**INSTRUCTION**
Set down each of the following records verbatim, leaving out the pictures.

◆ ◆ ◆ ◆ ◆

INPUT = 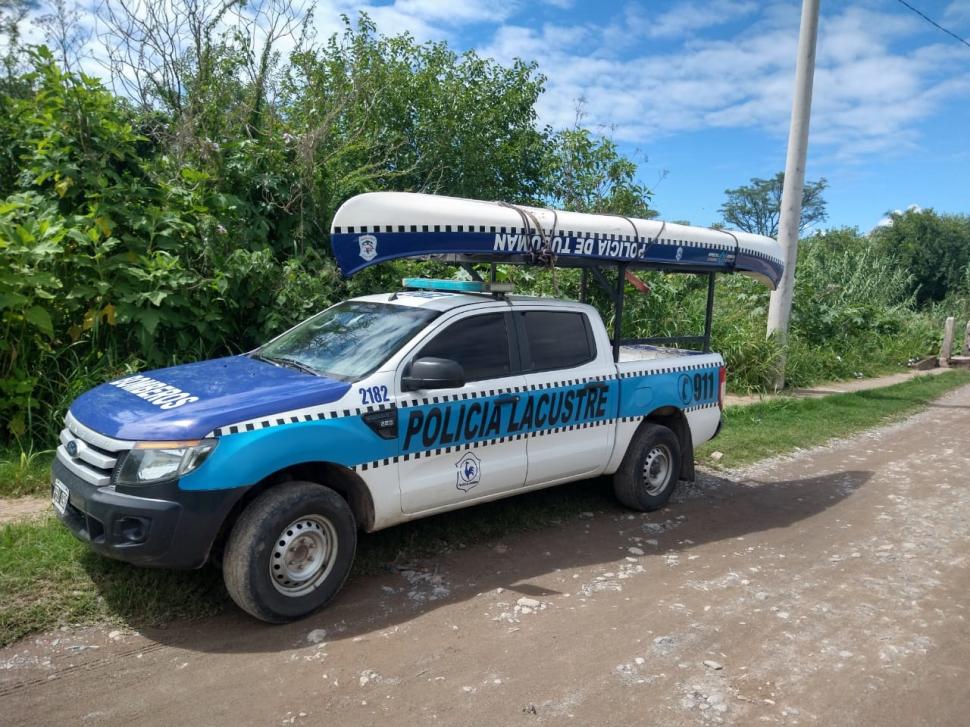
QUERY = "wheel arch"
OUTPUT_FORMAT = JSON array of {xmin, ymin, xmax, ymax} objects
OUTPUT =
[
  {"xmin": 631, "ymin": 406, "xmax": 695, "ymax": 482},
  {"xmin": 211, "ymin": 461, "xmax": 375, "ymax": 559}
]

◆ ◆ ◆ ◆ ◆

**THE OUTPUT**
INPUT = 
QUERY = "wheel arch"
OUTPUT_FORMAT = JSON array of {xmin, ymin, xmax, ymax} objects
OUTPUT =
[
  {"xmin": 631, "ymin": 406, "xmax": 695, "ymax": 482},
  {"xmin": 211, "ymin": 461, "xmax": 375, "ymax": 559}
]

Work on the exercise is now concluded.